- **WRITTEN TASK**
Set down the records below word for word, leaving out the pictures.

A block of data

⟨

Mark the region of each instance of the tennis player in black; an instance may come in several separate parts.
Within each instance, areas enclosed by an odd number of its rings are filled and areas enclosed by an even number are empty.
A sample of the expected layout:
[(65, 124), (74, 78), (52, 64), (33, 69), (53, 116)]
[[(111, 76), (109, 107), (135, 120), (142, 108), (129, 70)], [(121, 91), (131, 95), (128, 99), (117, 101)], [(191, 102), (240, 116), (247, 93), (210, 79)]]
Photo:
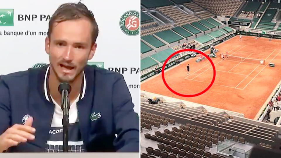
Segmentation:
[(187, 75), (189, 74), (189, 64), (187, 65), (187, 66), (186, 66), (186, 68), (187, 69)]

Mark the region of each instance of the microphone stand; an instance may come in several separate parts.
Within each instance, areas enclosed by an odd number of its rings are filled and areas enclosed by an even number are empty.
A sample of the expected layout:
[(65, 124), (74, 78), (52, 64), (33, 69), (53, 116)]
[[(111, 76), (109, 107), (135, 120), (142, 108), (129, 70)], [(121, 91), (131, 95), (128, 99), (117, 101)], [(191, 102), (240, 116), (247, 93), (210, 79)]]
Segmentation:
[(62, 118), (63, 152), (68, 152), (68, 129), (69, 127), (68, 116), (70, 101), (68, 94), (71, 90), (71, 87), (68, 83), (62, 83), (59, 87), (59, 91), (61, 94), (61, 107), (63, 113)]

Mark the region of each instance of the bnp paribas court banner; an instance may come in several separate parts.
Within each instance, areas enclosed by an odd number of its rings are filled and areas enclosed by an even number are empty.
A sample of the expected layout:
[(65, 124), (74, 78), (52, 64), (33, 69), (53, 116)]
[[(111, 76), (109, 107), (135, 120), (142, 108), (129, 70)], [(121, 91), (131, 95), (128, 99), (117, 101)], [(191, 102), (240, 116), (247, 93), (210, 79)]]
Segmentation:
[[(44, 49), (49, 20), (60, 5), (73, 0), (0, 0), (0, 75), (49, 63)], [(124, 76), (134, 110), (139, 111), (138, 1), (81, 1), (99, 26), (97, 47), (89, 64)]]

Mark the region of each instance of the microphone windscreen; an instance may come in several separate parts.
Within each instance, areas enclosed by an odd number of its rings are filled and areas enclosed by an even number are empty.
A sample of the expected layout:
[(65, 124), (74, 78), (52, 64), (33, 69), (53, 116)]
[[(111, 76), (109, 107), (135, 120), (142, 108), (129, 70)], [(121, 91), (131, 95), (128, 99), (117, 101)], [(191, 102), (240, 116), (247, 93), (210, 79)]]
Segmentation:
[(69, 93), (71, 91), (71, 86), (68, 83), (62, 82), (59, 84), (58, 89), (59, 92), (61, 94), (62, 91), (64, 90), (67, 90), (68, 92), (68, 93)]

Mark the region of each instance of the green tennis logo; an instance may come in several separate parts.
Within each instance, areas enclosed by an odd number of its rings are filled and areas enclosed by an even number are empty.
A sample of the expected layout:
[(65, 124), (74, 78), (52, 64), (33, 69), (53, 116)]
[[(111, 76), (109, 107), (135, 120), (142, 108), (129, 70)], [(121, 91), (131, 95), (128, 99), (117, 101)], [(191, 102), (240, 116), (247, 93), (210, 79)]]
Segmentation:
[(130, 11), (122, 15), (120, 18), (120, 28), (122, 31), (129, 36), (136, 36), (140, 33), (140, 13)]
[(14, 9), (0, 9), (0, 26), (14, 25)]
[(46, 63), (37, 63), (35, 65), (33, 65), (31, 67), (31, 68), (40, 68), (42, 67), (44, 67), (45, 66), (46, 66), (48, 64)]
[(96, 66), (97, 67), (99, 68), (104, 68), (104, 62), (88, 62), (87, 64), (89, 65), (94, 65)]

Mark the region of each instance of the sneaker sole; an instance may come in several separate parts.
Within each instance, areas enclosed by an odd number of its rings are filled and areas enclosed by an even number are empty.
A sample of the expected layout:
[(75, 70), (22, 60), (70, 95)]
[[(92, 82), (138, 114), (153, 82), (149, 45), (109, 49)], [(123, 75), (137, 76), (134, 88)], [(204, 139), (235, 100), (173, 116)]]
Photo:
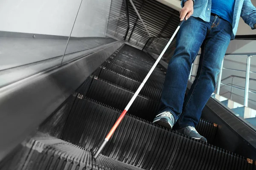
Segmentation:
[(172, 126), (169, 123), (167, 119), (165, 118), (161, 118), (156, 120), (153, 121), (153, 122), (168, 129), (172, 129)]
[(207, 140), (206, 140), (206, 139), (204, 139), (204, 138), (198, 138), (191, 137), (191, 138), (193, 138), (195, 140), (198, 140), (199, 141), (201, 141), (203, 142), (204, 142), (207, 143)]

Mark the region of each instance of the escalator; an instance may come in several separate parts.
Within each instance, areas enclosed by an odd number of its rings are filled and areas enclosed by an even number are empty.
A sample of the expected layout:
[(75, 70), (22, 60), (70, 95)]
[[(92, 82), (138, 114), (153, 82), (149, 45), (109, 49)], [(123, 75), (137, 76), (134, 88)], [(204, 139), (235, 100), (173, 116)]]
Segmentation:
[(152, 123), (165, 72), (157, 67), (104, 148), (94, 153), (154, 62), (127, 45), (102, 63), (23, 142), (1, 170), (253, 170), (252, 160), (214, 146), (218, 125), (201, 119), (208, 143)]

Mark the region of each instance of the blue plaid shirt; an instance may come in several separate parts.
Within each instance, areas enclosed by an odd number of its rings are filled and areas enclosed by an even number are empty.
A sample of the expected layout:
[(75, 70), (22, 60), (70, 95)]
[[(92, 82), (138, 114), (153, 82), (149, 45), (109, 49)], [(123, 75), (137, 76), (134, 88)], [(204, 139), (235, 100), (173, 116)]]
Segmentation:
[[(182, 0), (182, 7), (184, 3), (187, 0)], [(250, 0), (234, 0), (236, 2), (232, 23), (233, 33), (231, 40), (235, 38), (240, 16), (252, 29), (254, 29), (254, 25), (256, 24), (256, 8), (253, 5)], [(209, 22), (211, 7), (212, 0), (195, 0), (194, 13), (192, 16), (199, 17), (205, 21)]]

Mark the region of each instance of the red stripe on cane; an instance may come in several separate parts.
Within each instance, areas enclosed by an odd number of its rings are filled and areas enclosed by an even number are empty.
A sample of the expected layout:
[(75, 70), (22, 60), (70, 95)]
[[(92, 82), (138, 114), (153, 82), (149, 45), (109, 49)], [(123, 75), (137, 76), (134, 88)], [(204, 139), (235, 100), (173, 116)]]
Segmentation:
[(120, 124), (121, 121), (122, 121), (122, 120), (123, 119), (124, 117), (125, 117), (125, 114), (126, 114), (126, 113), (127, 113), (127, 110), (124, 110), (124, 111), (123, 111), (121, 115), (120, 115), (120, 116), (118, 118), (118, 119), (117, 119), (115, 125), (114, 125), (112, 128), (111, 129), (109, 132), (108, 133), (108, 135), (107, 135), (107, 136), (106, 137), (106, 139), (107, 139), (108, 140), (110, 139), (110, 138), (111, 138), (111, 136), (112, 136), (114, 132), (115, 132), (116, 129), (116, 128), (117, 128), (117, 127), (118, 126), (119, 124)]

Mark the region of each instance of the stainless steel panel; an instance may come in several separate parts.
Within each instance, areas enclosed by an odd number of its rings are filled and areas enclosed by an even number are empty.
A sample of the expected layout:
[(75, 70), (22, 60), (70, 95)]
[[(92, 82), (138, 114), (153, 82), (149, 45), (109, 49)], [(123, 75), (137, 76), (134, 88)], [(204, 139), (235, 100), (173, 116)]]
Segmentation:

⟩

- **WRITTEN SOLUTION**
Mark the region of each instance of the tennis player in black; an instance may come in several separate parts.
Within each instance, areas enclosed by an odd number of its rings are filled and areas enclosed by an even number are empty.
A sample of the expected layout:
[(65, 124), (74, 78), (52, 64), (33, 69), (53, 116)]
[[(111, 76), (109, 107), (135, 120), (142, 108), (129, 70)], [(121, 91), (131, 95), (128, 99), (117, 101)], [(191, 102), (240, 116), (247, 93), (210, 79)]]
Photo:
Segmentation:
[(187, 75), (189, 74), (189, 64), (187, 65), (187, 66), (186, 66), (186, 68), (187, 69)]

Mark the region of each instance of the microphone stand; an instance may come in several separate parts.
Within each instance, areas enclosed by an odd number of its rings are filled and areas enclosed by an even number are empty.
A sample of the expected layout:
[(65, 124), (74, 78), (52, 64), (33, 69), (53, 116)]
[[(111, 76), (109, 107), (135, 120), (142, 108), (129, 70)], [(121, 91), (131, 95), (128, 99), (117, 101)], [(191, 102), (240, 116), (247, 93), (210, 79)]]
Segmentation:
[(62, 118), (63, 152), (68, 152), (68, 129), (69, 127), (68, 116), (70, 101), (68, 94), (71, 90), (71, 87), (68, 83), (62, 83), (59, 87), (59, 91), (61, 94), (61, 107), (63, 113)]

Mark the region of each instance of the bnp paribas court banner; an instance may come in several separate parts.
Within each instance, areas enclosed by an odd number of its rings are filled and areas enclosed by an even number are empty.
A sample of the expected layout:
[(65, 124), (74, 78), (52, 64), (33, 69), (53, 116)]
[[(111, 76), (109, 107), (135, 120), (142, 108), (129, 70)], [(121, 91), (131, 95), (128, 99), (117, 101)], [(191, 102), (240, 116), (247, 93), (210, 79)]]
Segmentation:
[[(44, 49), (49, 20), (60, 5), (73, 0), (0, 0), (0, 75), (49, 63)], [(124, 76), (134, 110), (139, 111), (138, 1), (81, 1), (99, 26), (97, 47), (89, 64)]]

Mark the region of each instance of the microphone windscreen; an instance may come in several separate parts.
Within each instance, areas enclosed by an odd number of its rings are filled and areas enclosed by an even number are empty.
A sample of the expected layout:
[(65, 124), (74, 78), (52, 64), (33, 69), (53, 116)]
[[(111, 76), (109, 107), (135, 120), (142, 108), (129, 70)], [(121, 91), (131, 95), (128, 99), (117, 101)], [(191, 102), (240, 116), (247, 93), (210, 79)]]
Segmentation:
[(69, 93), (71, 91), (71, 86), (68, 83), (62, 82), (59, 84), (58, 89), (59, 92), (61, 94), (62, 91), (64, 90), (67, 90), (68, 92), (68, 93)]

Mark the region of each instance of the green tennis logo; an instance may come in several separate parts.
Within each instance, areas enclosed by an odd number of its rings are filled and areas enclosed by an even number are empty.
A sample of the expected layout:
[(65, 124), (74, 78), (52, 64), (33, 69), (53, 116)]
[[(111, 76), (109, 107), (135, 120), (142, 108), (129, 70)], [(121, 91), (131, 95), (128, 99), (117, 101)], [(191, 102), (240, 116), (247, 93), (210, 79)]]
Segmentation:
[(130, 11), (122, 15), (120, 18), (120, 28), (122, 31), (129, 36), (136, 36), (140, 33), (140, 13)]
[(14, 9), (0, 9), (0, 26), (14, 25)]
[(46, 63), (37, 63), (35, 65), (33, 65), (31, 67), (31, 68), (40, 68), (42, 67), (44, 67), (45, 66), (46, 66), (48, 64)]
[(96, 66), (97, 67), (99, 68), (104, 68), (104, 62), (88, 62), (87, 64), (89, 65), (94, 65)]

Mark the region of each instance of the sneaker sole; an instance may come in several separate parts.
Within each instance, areas enclosed by an odd number of its rings are filled and areas enclosed by an even number are empty.
A sample of the expected layout:
[(75, 70), (22, 60), (70, 95)]
[[(92, 82), (138, 114), (153, 82), (149, 45), (109, 49)], [(123, 75), (137, 76), (134, 88)], [(204, 139), (235, 100), (173, 116)]]
Photo:
Segmentation:
[(172, 126), (169, 123), (167, 119), (165, 118), (161, 118), (156, 120), (153, 121), (153, 122), (168, 129), (172, 129)]
[(207, 140), (206, 140), (206, 139), (204, 139), (204, 138), (198, 138), (191, 137), (191, 138), (193, 138), (195, 140), (198, 140), (199, 141), (201, 141), (203, 142), (204, 142), (207, 143)]

Mark the region of each instance of the escalator; an instance may come in several separate parts.
Within each instance, areas enclosed by an odd number of its rings are filled and areas enclosed by an even number are empty.
A sample of the expected layout:
[(75, 70), (22, 60), (70, 95)]
[[(92, 82), (138, 114), (153, 82), (149, 45), (109, 49)], [(123, 75), (137, 76), (134, 88)], [(204, 139), (235, 100), (173, 116)]]
Segmentation:
[(152, 123), (165, 72), (157, 67), (104, 148), (94, 153), (154, 62), (127, 45), (102, 63), (23, 142), (1, 170), (253, 170), (252, 160), (214, 146), (218, 125), (201, 119), (208, 143)]

Mark the region of each instance of the blue plaid shirt; an instance may come in several separate parts.
Within each instance, areas enclosed by an odd number of its rings are filled and areas enclosed by an even number are empty.
A sample of the expected layout:
[(75, 70), (22, 60), (70, 95)]
[[(92, 82), (138, 114), (153, 82), (149, 45), (109, 49)], [(123, 75), (137, 76), (134, 88)], [(204, 139), (235, 100), (173, 116)]]
Segmentation:
[[(182, 0), (182, 7), (184, 3), (187, 0)], [(250, 0), (234, 0), (236, 2), (232, 23), (233, 33), (231, 40), (235, 38), (240, 16), (252, 29), (254, 29), (254, 25), (256, 24), (256, 8), (253, 5)], [(209, 22), (211, 7), (212, 0), (195, 0), (194, 13), (192, 16), (199, 17), (205, 21)]]

Mark the region of each instance of the red stripe on cane; an instance may come in several separate parts.
Within each instance, areas enclosed by an odd number of its rings are filled and areas enclosed by an even number are empty.
A sample of the expected layout:
[(75, 70), (22, 60), (70, 95)]
[[(92, 82), (138, 114), (153, 82), (149, 45), (109, 49)], [(123, 75), (137, 76), (134, 88)], [(204, 139), (235, 100), (173, 116)]]
Segmentation:
[(120, 124), (121, 121), (122, 121), (122, 120), (123, 119), (124, 117), (125, 117), (125, 114), (126, 114), (126, 113), (127, 113), (127, 110), (124, 110), (124, 111), (123, 111), (121, 115), (120, 115), (120, 116), (118, 118), (118, 119), (117, 119), (115, 125), (114, 125), (112, 128), (111, 129), (109, 132), (108, 133), (108, 135), (107, 135), (107, 136), (106, 137), (106, 139), (107, 139), (108, 140), (110, 139), (110, 138), (111, 138), (111, 136), (112, 136), (114, 132), (115, 132), (116, 129), (116, 128), (117, 128), (117, 127), (118, 126), (119, 124)]

Mark the region of each instance of the stainless steel panel; an instance may come in several separate parts.
Within each instance, areas enclosed by an odd number of its rings are filled and areas enclosed by an even number are empty.
A sample of the expected layout:
[(75, 70), (22, 60), (70, 95)]
[[(92, 82), (138, 114), (153, 82), (149, 45), (109, 49)], [(123, 75), (137, 76), (134, 88)], [(204, 139), (235, 100), (173, 116)]]
Segmentation:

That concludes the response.